══ Supplied material ══

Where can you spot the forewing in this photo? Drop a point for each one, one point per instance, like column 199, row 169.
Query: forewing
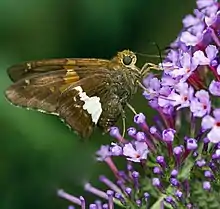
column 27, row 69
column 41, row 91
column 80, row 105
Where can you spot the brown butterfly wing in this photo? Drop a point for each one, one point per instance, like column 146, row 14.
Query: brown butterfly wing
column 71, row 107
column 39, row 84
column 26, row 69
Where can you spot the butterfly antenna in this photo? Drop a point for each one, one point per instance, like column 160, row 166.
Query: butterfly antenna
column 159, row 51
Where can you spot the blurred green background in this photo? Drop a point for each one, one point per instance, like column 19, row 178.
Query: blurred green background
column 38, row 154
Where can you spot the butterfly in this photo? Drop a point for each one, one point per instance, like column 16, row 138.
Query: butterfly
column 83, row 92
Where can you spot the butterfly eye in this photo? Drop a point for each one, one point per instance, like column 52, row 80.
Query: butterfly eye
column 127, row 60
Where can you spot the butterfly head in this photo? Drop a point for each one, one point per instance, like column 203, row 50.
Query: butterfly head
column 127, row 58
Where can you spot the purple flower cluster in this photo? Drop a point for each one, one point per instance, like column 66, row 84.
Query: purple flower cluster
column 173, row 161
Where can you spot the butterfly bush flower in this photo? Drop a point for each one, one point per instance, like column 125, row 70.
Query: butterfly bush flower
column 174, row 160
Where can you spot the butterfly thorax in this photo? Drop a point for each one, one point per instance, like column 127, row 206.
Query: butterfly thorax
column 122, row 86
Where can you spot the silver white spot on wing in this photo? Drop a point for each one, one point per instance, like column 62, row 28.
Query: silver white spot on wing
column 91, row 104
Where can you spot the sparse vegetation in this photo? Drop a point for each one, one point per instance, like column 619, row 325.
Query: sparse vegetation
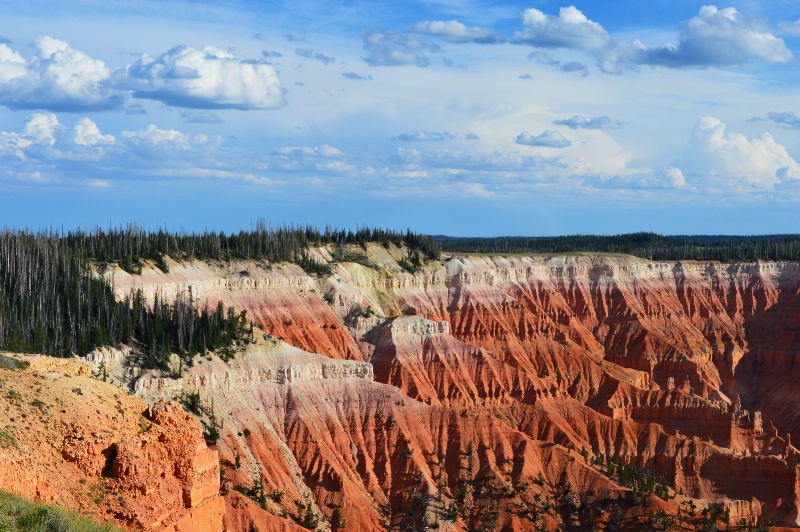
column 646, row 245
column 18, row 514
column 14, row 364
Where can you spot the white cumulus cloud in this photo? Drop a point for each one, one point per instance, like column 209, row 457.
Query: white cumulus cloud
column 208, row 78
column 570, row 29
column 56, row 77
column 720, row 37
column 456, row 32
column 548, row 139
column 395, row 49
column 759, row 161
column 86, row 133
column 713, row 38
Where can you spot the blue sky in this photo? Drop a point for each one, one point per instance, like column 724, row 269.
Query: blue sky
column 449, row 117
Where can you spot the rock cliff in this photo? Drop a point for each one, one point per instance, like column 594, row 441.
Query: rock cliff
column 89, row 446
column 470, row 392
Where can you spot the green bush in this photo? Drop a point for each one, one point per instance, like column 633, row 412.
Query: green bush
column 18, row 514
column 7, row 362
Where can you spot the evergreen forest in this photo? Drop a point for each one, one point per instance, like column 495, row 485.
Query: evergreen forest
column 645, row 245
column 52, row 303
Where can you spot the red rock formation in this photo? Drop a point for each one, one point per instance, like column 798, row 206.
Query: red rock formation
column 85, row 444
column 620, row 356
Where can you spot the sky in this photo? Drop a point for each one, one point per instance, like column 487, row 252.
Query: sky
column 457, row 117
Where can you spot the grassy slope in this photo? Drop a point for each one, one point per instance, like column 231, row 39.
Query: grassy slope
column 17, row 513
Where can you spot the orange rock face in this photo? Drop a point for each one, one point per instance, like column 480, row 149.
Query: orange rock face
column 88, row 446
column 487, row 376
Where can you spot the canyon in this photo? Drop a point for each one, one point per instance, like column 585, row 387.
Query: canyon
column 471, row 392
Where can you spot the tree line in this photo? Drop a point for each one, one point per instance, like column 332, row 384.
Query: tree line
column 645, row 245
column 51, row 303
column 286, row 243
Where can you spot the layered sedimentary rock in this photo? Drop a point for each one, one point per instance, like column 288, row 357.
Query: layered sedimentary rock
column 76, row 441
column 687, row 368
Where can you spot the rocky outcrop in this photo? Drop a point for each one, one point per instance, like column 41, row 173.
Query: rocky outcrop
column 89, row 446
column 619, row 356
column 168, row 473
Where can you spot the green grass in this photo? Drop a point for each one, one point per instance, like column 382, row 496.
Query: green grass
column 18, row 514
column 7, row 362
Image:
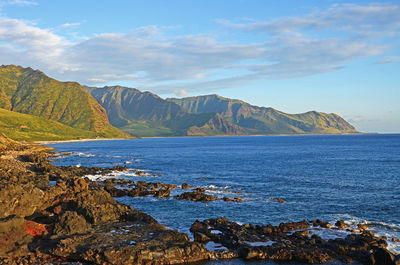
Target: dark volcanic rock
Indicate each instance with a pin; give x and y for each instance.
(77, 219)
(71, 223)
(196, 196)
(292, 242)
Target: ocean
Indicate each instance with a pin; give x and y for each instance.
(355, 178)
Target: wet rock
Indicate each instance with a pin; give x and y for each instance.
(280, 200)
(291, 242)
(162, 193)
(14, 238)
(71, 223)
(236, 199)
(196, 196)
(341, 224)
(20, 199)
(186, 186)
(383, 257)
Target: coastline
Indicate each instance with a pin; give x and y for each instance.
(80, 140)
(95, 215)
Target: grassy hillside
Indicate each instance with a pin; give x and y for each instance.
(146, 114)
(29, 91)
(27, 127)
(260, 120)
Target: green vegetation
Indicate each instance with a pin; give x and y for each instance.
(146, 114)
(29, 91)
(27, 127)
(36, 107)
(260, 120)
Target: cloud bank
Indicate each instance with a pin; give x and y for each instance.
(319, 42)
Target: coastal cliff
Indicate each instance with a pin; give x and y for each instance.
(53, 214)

═══

__What is required__
Can you write out again the part of the material that opens with the line containing "Target: coastline" and runs through the end of the material, requests included, with every pin coordinate scaled by 1.1 and rounded to a whole number, halves rounded up?

__Full output__
Target: coastline
Indicate each instance with a pin; give x and y for each instance.
(88, 154)
(105, 237)
Target: grassy hillside
Indicate each instance with a pin; give x and y for each instance.
(161, 125)
(32, 100)
(30, 140)
(286, 132)
Target: green vegetation
Indicate each instance with a pin; give x and y for each instance.
(161, 125)
(32, 100)
(30, 140)
(40, 118)
(286, 132)
Target: cloud bank
Indicate each instance with a pin; give x and y for each instance.
(351, 46)
Target: coastal cliff
Indicate each instance with a pin; give x and y for each instance.
(58, 235)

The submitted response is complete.